**INSTRUCCIONES:**
**a.** En el texto sobre la carta de Leyva, reescribe el fragmento que empieza en "Leyva, un viejo" y termina en "del entorno presidencial.", y cambia "viejo zorro" por "veterano".
**b.** Indica si cada afirmación concuerda con el texto sobre la carta de Leyva. Responde sí o no y cita las palabras del texto que lo deciden.
(i) La carta fue enviada directamente al despacho presidencial.
(ii) La primera denuncia, hecha en París, tuvo gran repercusión.
(iii) Entre los ejemplos citados hay desapariciones en una visita oficial a Francia.
**c.** Explica, según el texto sobre la carta de Leyva, por qué esta segunda carta ha encendido alarmas si la primera revelación apenas tuvo eco.

**TEXTO DEL EJERCICIO:**
· · · ·

En un país acostumbrado a los sobresaltos, pocas cosas logran sacudir la opinión pública como una carta escrita a mano, sin mayor ornamento, pero cargada de acusaciones que, de ser ciertas, comprometen no solo la imagen, sino la estabilidad de una nación. La misiva de Álvaro Leyva Durán, excanciller del actual gobierno, enviada directamente al despacho presidencial y publicada en la madrugada —como se publican las verdades incómodas—, plantea una de las acusaciones más graves hechas a un jefe de Estado en ejercicio: el señalamiento directo de drogadicción.
Leyva, un viejo zorro de la política, curtido en negociaciones de paz y tormentas institucionales, no parece hablar desde el resentimiento personal, sino desde una preocupación más profunda: que el presidente Gustavo Petro estaría, según sus palabras, incapacitado para gobernar. “Presidente, está usted enfermo”, escribe sin rodeos, y da ejemplos concretos: desvanecimientos, desapariciones en visitas oficiales a Italia, Chile y China, comportamientos erráticos y, lo más delicado, la aparente indiferencia del entorno presidencial.
La carta no es nueva. Es, en realidad, una segunda entrega de lo que ya había comenzado a denunciar en París, cuando —según dice— descubrió que Petro no estaba bien. Aquella primera revelación pasó con escaso eco; esta, sin embargo, por su tono y momento, ha encendido alarmas. El silencio institucional frente a la salud física y mental del presidente, en cualquier democracia funcional, es un síntoma de descomposición. En Colombia, se normaliza.

· · · ·

**DATOS ANALIZADOS:**

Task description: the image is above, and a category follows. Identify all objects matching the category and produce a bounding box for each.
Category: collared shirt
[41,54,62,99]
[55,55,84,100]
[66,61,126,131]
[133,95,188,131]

· · · ·

**RESPUESTAS EN ORDEN:**
**a.**
Leyva, un veterano de la política, curtido en negociaciones de paz y tormentas institucionales, no parece hablar desde el resentimiento personal, sino desde una preocupación más profunda: que el presidente Gustavo Petro estaría, según sus palabras, incapacitado para gobernar. “Presidente, está usted enfermo”, escribe sin rodeos, y da ejemplos concretos: desvanecimientos, desapariciones en visitas oficiales a Italia, Chile y China, comportamientos erráticos y, lo más delicado, la aparente indiferencia del entorno presidencial.

**b.**
(i) Sí: "enviada directamente al despacho presidencial".
(ii) No: "Aquella primera revelación pasó con escaso eco".
(iii) No: "desapariciones en visitas oficiales a Italia, Chile y China".

**c.** La primera revelación, hecha en París, pasó con escaso eco. Esta segunda entrega, en cambio, ha encendido alarmas por su tono y su momento.